OBJECTIF 1
Les affirmations (a), (b) et (c) concordent-elles avec l'extrait ? Répondez par oui ou non à chacune et citez les mots de l'extrait qui tranchent. (a) Le budget carbone pour 2°C sera épuisé d'ici 2030. (b) L'Union européenne a été la première à mettre Trump en garde contre un abandon de l'accord de Paris. (c) Trump a été élu par la moitié des électeurs de son pays.
OBJECTIF 2
Reproduisez sans aucune modification le passage de l'extrait qui commence à « Abandonner les engagements » et se termine à « de la difficulté). ».

EXTRAIT DU TEXTE
Abandonner les engagements climatiques US reviendrait donc de la part de Trump à mettre le reste de la planète devant le choix suivant : soit vous augmentez vos propres efforts de réduction des émissions de 20% pour compenser le fait que le pays le plus riche de la planète continuera à brûler des combustibles fossiles comme si de rien n’était, au nom du profit de son secteur fossile ; soit vous ajouterez 2Gt d’équivalent carbone à l’écart entre ce qui a été décidé à Paris et ce qu’il faudrait faire pour stabiliser le climat de la terre (soit un augmentation de 30 à 50% de la difficulté).
Il est tout simplement révoltant que ce choix soit imposé à 7,2 milliards de femmes et d’hommes par le dirigeant de la principale puissance mondiale, principale responsable historique des émissions de gaz à effet de serre… alors que ce dirigeant n’a été élu que par un quart des 240 millions d’électeurs de son pays, en majorité blancs et mâles, au terme d’une campagne truffée de mensonges démagogiques.
Au-delà de l’indignation morale, il faut bien voir que Trump accède au pouvoir suprême au moment où le climat de la Terre est sur le fil du rasoir. Le budget carbone pour 1,5°C (quantité de carbone qui peut encore être envoyée dans l’atmosphère pour avoir 60% de chance de ne pas dépasser 1,5°C de réchauffement) sera épuisé d’ici 2020, et le budget pour 2°C d’ici 2030. Autrement dit : alors que chaque minute compte, Trump menace de faire perdre à l’humanité quatre années qui feront toute la différence entre des catastrophes encore réparables (du moins, on l’espère…) et un désastre climatique de grande ampleur, irréparable, non maîtrisable et aux conséquences extrêmement dangereuses. C’est un crime contre l’humanité.
Fait significatif, la Chine a été la première à mettre Trump en garde contre un abandon de l’accord de Paris. « C’est la volonté de la société globale que tous veuillent coopérer pour combattre le changement climatique », a déclaré un haut négociateur chinois lors de la COP22 à Marrakech. Surtout, Pékin dit clairement que le pays respectera ses engagements, même si les USA ne respectent pas les leurs [8]. L’Union Européenne s’est exprimée dans le même sens.
La réaction chinoise marque un renversement géostratégique complet par rapport à la séquence antérieure. Même l’Arabie saoudite est pour ainsi dire sur la gauche de Trump : elle s’engage à respecter les (maigres) promesses de sa contribution nationale à la lutte contre le réchauffement ! [9].

DONNÉES AFFICHÉES
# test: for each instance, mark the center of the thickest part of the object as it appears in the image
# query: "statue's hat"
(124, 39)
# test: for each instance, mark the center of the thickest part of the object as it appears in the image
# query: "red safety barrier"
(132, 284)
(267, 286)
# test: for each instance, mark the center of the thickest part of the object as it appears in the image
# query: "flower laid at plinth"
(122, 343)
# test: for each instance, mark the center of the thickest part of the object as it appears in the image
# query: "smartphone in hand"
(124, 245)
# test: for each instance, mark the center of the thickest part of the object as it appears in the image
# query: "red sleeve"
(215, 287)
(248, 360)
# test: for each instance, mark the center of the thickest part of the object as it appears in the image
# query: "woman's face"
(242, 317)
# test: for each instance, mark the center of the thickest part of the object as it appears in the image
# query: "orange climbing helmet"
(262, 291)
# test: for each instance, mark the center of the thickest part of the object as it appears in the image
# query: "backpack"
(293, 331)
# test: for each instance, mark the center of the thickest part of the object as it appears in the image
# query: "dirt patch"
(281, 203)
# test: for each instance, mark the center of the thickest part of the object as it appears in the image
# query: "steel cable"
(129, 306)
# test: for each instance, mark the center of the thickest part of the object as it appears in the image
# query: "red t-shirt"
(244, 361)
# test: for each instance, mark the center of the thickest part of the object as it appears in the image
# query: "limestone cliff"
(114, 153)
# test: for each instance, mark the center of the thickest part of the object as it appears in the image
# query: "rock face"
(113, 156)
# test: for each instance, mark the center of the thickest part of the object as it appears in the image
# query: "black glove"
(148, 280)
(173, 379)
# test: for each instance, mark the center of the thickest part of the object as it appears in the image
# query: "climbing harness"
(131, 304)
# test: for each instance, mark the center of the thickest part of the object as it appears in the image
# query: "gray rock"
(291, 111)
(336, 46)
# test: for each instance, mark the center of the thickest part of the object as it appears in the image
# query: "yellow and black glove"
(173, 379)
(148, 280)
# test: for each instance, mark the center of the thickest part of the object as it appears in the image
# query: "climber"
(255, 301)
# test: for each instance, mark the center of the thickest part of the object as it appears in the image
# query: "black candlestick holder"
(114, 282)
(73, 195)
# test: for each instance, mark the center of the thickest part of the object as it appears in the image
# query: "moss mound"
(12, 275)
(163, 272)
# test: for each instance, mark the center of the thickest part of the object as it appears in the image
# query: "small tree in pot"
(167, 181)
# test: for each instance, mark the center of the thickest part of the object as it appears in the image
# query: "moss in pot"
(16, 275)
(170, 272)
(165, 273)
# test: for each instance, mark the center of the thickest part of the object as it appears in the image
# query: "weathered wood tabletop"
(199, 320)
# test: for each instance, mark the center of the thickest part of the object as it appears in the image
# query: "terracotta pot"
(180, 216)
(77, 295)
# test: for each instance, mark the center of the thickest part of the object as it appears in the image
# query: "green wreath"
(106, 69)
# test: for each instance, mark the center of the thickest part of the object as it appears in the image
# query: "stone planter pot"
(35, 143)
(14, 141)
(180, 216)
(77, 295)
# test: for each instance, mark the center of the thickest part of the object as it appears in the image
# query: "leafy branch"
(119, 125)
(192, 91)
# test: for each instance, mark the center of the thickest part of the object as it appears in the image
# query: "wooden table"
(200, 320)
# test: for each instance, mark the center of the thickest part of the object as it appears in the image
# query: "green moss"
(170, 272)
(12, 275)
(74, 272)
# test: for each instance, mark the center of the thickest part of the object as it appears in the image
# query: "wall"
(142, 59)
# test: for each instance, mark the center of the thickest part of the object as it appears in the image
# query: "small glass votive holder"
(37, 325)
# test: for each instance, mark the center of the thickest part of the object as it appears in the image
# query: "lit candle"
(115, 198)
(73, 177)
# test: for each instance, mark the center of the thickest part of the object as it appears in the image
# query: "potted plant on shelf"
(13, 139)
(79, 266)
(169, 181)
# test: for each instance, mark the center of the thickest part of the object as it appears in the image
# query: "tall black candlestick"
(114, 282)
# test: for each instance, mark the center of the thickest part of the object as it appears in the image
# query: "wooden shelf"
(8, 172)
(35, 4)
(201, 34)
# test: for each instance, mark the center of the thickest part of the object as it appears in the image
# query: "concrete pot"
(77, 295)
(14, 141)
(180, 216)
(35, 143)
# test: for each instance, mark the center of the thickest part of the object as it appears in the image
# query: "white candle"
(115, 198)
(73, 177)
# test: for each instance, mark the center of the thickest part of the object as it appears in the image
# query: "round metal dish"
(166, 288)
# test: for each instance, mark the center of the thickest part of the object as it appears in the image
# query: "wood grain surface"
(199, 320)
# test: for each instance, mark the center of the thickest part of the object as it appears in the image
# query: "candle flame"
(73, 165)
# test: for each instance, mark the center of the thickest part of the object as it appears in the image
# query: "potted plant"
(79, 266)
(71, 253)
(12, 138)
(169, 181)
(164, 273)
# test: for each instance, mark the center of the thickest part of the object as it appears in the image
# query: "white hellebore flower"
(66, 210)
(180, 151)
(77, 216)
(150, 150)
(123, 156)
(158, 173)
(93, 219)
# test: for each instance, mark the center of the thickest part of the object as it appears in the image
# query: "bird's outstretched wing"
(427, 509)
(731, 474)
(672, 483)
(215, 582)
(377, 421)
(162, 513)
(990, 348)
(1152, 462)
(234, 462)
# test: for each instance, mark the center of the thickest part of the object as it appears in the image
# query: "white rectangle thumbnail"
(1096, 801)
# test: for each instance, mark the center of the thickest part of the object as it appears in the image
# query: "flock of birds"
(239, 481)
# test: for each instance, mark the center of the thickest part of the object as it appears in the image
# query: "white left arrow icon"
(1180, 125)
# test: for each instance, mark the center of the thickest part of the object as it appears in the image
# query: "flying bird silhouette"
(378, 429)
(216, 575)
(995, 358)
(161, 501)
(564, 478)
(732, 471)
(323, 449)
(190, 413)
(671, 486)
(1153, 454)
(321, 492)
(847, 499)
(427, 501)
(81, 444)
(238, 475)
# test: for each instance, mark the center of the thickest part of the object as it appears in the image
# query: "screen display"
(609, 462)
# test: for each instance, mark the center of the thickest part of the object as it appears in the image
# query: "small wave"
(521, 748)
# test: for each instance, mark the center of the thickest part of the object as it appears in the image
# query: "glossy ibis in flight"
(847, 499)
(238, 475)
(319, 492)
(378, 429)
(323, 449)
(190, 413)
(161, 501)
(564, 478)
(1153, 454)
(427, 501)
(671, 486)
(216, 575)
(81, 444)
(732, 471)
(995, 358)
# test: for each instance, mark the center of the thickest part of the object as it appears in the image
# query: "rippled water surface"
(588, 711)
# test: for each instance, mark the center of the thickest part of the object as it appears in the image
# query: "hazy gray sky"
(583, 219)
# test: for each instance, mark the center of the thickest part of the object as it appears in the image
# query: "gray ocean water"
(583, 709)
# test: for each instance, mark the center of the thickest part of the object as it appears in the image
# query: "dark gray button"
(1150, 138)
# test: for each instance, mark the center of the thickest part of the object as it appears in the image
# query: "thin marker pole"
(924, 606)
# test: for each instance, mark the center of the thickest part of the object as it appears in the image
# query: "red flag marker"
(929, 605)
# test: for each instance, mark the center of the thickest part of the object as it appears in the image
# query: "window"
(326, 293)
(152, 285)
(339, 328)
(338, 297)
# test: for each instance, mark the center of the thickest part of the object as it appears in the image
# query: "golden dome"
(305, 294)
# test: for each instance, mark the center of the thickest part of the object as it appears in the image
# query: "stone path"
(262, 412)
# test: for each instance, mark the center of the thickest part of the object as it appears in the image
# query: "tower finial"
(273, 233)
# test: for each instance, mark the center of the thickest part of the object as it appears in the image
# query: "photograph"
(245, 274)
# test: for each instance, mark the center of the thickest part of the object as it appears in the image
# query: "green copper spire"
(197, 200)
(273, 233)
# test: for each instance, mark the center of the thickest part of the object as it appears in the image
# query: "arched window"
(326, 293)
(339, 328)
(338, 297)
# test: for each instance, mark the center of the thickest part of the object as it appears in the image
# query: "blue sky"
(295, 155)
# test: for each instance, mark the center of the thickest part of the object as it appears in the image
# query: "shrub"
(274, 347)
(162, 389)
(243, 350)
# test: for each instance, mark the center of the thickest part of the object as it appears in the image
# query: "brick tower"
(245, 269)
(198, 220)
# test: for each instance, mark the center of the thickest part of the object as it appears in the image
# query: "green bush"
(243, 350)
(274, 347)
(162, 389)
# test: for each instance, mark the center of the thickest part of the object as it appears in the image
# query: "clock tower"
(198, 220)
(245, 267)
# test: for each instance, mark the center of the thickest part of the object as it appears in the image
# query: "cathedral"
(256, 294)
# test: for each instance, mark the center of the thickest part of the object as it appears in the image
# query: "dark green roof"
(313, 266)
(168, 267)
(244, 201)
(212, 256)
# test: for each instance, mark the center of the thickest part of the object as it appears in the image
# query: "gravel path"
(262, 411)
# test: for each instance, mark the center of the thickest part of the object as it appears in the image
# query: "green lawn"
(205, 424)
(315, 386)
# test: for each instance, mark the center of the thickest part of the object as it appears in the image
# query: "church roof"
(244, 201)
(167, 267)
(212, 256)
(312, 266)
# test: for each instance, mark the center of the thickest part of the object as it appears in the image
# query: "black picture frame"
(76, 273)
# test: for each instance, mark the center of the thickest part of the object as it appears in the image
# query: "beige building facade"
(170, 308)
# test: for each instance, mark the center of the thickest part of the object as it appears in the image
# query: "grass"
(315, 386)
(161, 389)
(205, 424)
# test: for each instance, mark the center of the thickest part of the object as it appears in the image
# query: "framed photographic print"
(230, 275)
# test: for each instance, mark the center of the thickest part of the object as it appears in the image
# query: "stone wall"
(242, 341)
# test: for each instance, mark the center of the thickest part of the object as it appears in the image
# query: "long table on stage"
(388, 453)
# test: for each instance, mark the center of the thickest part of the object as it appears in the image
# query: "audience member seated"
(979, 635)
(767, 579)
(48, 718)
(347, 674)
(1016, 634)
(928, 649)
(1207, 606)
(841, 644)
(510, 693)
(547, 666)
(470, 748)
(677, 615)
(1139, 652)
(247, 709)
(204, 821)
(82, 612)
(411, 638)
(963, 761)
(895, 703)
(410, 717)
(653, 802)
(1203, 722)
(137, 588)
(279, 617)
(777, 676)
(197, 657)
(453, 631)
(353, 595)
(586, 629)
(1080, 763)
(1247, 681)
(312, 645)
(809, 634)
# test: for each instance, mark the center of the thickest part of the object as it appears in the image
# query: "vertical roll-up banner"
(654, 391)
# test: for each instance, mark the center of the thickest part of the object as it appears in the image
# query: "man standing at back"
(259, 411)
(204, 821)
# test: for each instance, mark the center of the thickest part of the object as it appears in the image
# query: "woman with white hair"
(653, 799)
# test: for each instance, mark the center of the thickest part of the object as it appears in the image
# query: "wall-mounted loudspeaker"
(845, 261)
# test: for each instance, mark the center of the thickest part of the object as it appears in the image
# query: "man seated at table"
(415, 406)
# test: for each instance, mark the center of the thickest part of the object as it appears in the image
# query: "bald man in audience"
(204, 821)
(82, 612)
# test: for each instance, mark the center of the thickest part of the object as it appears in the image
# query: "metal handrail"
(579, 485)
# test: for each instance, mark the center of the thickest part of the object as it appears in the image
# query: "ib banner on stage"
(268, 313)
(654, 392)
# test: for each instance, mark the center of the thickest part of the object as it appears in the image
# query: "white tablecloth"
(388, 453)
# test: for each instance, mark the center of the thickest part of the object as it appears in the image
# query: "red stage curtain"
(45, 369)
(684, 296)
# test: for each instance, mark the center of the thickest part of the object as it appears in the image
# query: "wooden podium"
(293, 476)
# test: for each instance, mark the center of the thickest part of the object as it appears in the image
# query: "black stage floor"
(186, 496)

SOLUTION 1
(a) Oui : « et le budget pour 2°C d’ici 2030 ».
(b) Non : « la Chine a été la première à mettre Trump en garde contre un abandon de l’accord de Paris ».
(c) Non : « ce dirigeant n’a été élu que par un quart des 240 millions d’électeurs de son pays ».

SOLUTION 2
Abandonner les engagements climatiques US reviendrait donc de la part de Trump à mettre le reste de la planète devant le choix suivant : soit vous augmentez vos propres efforts de réduction des émissions de 20% pour compenser le fait que le pays le plus riche de la planète continuera à brûler des combustibles fossiles comme si de rien n’était, au nom du profit de son secteur fossile ; soit vous ajouterez 2Gt d’équivalent carbone à l’écart entre ce qui a été décidé à Paris et ce qu’il faudrait faire pour stabiliser le climat de la terre (soit un augmentation de 30 à 50% de la difficulté).